* The task: Could you repeat, word for word, the lines below from the one holding "Might you point out the stone cross" through the final line, both ends included?

* Provided records:
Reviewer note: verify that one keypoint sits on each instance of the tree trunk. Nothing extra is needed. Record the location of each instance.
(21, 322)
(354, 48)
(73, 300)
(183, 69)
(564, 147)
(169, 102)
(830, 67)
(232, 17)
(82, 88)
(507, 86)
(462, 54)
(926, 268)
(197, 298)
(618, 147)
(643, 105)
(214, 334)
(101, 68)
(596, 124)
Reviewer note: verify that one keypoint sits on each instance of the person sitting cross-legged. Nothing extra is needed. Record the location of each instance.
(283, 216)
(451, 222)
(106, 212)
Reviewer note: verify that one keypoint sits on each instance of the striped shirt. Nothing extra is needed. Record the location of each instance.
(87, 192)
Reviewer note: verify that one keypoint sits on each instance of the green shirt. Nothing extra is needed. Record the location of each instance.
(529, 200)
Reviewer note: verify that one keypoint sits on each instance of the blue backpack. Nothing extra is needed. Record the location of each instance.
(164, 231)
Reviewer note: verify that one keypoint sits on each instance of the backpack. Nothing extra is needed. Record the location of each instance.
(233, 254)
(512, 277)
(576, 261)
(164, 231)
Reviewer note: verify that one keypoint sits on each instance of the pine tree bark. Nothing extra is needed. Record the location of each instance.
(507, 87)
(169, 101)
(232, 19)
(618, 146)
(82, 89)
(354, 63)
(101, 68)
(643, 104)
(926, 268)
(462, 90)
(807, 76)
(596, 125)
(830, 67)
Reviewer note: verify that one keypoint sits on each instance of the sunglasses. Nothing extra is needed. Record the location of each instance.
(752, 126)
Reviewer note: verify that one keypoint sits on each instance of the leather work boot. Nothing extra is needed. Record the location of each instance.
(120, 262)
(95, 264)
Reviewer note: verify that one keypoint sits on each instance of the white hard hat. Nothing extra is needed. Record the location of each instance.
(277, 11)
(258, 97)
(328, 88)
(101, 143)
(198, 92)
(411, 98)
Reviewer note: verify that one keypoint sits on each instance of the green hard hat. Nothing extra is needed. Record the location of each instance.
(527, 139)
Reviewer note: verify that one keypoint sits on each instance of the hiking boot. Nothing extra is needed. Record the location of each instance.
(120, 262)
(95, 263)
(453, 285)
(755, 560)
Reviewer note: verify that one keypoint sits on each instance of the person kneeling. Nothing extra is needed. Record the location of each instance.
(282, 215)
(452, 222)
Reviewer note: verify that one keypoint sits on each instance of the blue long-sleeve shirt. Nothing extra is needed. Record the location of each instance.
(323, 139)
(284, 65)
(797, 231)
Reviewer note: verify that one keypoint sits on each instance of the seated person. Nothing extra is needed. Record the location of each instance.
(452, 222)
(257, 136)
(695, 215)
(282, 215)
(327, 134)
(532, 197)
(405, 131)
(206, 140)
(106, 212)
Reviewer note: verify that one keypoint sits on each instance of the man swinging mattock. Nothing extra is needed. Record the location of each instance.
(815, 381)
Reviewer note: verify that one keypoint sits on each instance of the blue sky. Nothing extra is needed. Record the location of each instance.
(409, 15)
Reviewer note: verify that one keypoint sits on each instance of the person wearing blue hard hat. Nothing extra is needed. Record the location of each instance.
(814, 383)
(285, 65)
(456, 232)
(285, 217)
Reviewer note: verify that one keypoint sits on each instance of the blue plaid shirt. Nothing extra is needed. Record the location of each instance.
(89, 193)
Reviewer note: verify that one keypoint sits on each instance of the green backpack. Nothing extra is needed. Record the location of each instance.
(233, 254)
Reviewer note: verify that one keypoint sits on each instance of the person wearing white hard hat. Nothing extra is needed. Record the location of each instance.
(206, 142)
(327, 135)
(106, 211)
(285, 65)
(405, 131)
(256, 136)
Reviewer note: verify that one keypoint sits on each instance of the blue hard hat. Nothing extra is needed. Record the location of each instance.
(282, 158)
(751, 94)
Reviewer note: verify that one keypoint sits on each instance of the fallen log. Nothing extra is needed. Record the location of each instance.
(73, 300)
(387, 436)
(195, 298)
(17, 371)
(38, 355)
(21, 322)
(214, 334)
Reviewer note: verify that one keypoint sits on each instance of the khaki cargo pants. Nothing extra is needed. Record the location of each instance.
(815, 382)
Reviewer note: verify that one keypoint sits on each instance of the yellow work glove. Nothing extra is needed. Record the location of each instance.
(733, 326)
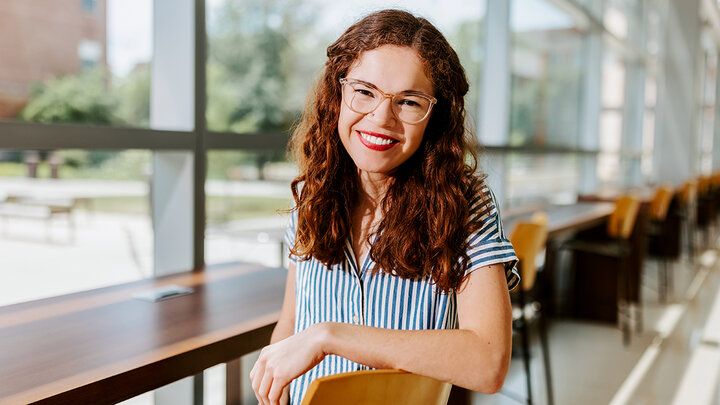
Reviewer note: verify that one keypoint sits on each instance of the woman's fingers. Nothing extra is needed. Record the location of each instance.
(265, 385)
(285, 399)
(256, 376)
(276, 391)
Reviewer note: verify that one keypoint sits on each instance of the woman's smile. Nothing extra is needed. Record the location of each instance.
(378, 141)
(375, 141)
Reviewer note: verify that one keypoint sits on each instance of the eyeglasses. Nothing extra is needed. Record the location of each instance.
(411, 107)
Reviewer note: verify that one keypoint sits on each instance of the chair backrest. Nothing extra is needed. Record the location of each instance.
(539, 217)
(688, 193)
(660, 203)
(622, 220)
(703, 185)
(528, 239)
(377, 387)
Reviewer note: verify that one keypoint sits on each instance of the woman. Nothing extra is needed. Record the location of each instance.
(394, 238)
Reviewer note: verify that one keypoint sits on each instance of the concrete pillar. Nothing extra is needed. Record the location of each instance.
(494, 114)
(172, 107)
(676, 138)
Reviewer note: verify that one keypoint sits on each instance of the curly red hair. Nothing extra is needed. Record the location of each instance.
(425, 224)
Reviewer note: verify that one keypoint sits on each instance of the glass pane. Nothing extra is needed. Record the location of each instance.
(613, 81)
(248, 195)
(77, 62)
(546, 75)
(546, 178)
(64, 212)
(265, 55)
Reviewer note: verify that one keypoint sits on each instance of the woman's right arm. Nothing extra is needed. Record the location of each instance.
(286, 323)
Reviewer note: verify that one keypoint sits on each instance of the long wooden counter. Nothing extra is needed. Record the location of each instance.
(104, 346)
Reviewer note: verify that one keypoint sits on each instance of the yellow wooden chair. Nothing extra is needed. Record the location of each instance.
(659, 206)
(528, 240)
(377, 387)
(619, 229)
(688, 202)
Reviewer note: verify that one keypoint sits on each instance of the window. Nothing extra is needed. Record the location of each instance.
(546, 76)
(73, 220)
(81, 67)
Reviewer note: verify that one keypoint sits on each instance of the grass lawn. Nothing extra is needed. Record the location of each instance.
(219, 208)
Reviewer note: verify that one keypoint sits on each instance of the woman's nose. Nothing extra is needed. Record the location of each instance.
(384, 114)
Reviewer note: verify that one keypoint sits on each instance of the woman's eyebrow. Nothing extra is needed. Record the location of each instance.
(408, 92)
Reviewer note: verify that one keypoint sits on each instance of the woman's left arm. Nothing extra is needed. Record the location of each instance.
(475, 356)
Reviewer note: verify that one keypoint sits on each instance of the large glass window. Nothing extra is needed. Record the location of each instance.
(546, 76)
(263, 58)
(265, 55)
(87, 63)
(73, 220)
(611, 118)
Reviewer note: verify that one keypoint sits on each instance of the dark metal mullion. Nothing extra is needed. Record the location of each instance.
(200, 132)
(252, 141)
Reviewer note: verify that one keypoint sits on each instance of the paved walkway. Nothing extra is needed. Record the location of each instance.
(90, 188)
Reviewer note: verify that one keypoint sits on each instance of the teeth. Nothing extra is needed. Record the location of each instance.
(375, 140)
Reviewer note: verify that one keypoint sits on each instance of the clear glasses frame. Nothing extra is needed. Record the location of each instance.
(346, 81)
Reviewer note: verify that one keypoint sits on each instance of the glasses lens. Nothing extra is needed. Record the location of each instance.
(360, 97)
(411, 108)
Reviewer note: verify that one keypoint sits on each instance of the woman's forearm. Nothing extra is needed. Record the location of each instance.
(461, 357)
(283, 329)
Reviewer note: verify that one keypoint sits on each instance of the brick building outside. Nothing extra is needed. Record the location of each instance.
(41, 39)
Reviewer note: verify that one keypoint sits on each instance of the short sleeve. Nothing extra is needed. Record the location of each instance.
(488, 245)
(290, 233)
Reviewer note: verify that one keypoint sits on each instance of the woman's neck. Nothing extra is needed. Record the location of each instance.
(373, 187)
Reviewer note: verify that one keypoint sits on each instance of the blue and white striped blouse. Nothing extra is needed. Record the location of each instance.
(354, 295)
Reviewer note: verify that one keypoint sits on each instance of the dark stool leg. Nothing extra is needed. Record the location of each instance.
(546, 356)
(524, 338)
(624, 301)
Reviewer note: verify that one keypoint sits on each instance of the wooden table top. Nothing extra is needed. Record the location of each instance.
(564, 219)
(103, 346)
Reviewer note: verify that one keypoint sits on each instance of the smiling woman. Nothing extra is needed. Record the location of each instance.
(390, 223)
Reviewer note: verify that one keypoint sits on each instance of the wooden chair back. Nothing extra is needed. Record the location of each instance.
(688, 193)
(528, 239)
(622, 220)
(660, 203)
(540, 218)
(376, 387)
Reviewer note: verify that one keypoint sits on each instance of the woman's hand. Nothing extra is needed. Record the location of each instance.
(284, 361)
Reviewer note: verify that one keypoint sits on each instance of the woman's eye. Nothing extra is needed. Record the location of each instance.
(410, 103)
(364, 92)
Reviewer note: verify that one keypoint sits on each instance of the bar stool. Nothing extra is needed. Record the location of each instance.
(706, 209)
(619, 229)
(528, 240)
(687, 212)
(378, 387)
(657, 230)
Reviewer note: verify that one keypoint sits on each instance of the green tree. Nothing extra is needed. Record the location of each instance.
(251, 65)
(82, 98)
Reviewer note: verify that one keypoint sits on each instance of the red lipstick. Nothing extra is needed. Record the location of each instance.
(375, 146)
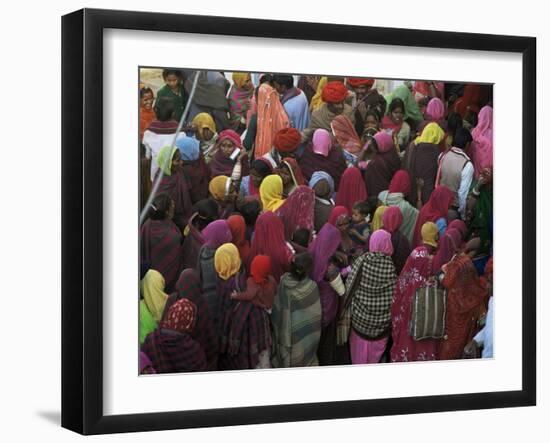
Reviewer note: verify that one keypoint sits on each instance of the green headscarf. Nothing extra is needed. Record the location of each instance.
(411, 108)
(164, 159)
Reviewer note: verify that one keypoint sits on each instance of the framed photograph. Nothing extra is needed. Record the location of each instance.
(164, 112)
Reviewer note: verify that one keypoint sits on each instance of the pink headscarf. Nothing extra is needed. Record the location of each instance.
(482, 144)
(384, 141)
(435, 110)
(392, 219)
(321, 142)
(352, 188)
(336, 213)
(229, 134)
(380, 241)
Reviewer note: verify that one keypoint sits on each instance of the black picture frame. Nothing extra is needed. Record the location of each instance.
(82, 218)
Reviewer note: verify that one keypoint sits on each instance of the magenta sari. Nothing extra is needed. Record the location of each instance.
(482, 144)
(417, 270)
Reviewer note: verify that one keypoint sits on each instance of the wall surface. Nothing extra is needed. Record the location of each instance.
(31, 187)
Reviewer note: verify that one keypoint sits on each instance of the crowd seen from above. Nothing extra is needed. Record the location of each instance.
(297, 221)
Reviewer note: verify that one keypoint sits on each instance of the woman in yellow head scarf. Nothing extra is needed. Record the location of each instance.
(205, 130)
(430, 234)
(316, 100)
(227, 261)
(421, 160)
(219, 187)
(168, 155)
(152, 288)
(377, 218)
(432, 133)
(271, 192)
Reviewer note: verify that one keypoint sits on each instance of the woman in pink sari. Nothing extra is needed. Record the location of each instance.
(482, 144)
(272, 118)
(298, 211)
(239, 100)
(417, 270)
(352, 189)
(269, 239)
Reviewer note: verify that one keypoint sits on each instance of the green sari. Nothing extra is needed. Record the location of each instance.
(147, 323)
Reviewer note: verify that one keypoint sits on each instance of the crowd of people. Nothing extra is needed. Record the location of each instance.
(292, 220)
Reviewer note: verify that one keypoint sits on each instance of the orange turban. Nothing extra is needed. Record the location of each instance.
(334, 92)
(355, 81)
(287, 140)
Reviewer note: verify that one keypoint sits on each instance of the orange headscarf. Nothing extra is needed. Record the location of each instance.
(272, 118)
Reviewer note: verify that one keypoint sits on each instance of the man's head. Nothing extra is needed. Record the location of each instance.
(283, 83)
(334, 94)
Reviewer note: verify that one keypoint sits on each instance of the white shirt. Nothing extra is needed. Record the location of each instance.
(466, 177)
(154, 143)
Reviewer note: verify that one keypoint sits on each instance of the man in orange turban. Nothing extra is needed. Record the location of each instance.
(335, 94)
(285, 142)
(367, 102)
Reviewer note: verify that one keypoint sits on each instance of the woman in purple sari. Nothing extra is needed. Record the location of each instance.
(161, 241)
(328, 279)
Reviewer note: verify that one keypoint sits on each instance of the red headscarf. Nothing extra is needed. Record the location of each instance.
(181, 316)
(355, 81)
(392, 219)
(460, 226)
(295, 171)
(345, 134)
(229, 134)
(287, 140)
(269, 239)
(334, 92)
(384, 141)
(448, 246)
(437, 207)
(260, 269)
(352, 189)
(400, 182)
(237, 226)
(465, 304)
(336, 213)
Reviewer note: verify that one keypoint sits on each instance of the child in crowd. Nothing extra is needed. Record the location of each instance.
(360, 224)
(261, 287)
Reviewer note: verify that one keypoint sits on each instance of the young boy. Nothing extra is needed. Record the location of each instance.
(174, 90)
(360, 226)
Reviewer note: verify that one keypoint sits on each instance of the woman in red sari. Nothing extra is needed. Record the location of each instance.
(224, 161)
(466, 304)
(384, 164)
(269, 239)
(189, 287)
(161, 241)
(449, 245)
(415, 273)
(174, 184)
(237, 226)
(435, 210)
(171, 347)
(322, 155)
(391, 220)
(352, 189)
(291, 174)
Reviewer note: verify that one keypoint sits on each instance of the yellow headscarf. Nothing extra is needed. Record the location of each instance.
(204, 120)
(164, 159)
(429, 234)
(432, 133)
(219, 187)
(316, 100)
(377, 219)
(239, 78)
(271, 192)
(152, 288)
(227, 260)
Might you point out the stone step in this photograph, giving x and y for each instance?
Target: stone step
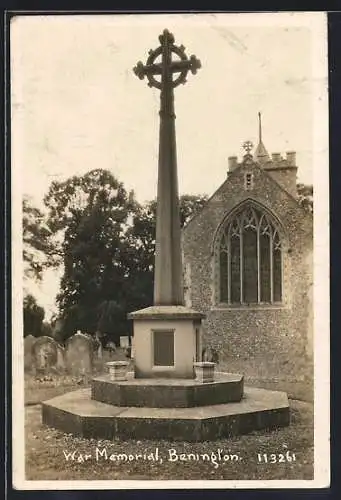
(170, 393)
(76, 413)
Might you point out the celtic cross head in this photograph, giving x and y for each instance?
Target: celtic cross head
(162, 69)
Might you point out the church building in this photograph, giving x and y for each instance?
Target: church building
(248, 265)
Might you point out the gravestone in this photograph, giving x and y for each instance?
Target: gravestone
(45, 354)
(28, 355)
(60, 358)
(79, 354)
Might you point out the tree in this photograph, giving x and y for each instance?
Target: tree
(38, 250)
(91, 214)
(107, 243)
(141, 246)
(33, 316)
(305, 196)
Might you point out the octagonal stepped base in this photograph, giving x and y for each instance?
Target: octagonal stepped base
(76, 413)
(167, 393)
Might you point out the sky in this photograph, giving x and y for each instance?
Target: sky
(77, 105)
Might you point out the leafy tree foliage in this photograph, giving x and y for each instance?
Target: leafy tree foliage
(33, 316)
(107, 241)
(92, 215)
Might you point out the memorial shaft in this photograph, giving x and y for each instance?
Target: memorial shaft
(168, 281)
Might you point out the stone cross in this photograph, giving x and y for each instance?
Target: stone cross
(165, 74)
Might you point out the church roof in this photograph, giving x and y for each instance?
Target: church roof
(261, 155)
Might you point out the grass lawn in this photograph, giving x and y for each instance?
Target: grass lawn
(45, 447)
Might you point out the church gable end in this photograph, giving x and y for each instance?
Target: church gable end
(248, 267)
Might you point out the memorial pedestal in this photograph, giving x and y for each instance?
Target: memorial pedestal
(167, 341)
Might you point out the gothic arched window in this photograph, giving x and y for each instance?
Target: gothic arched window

* The response:
Might you point out the stone cross in this photograph, giving x and y for each instance?
Target: stone cross
(165, 74)
Might you point out the church roof in this photograph, giving x and y for each instance?
Target: church roof
(261, 155)
Might you point out the grass lawn in this photograph, giving x and y for each instance?
Target: grass lawn
(45, 447)
Might you point out the church gable end in this photograph, giving x and y for each instance?
Target: church gable end
(248, 267)
Might you point out the memorial pedestal in this photograph, giving x and y for each instance?
Target: memorial pedestal
(167, 341)
Might you point out the gothic arched window in this photograph, giving x and y for each instance?
Target: gothic arched window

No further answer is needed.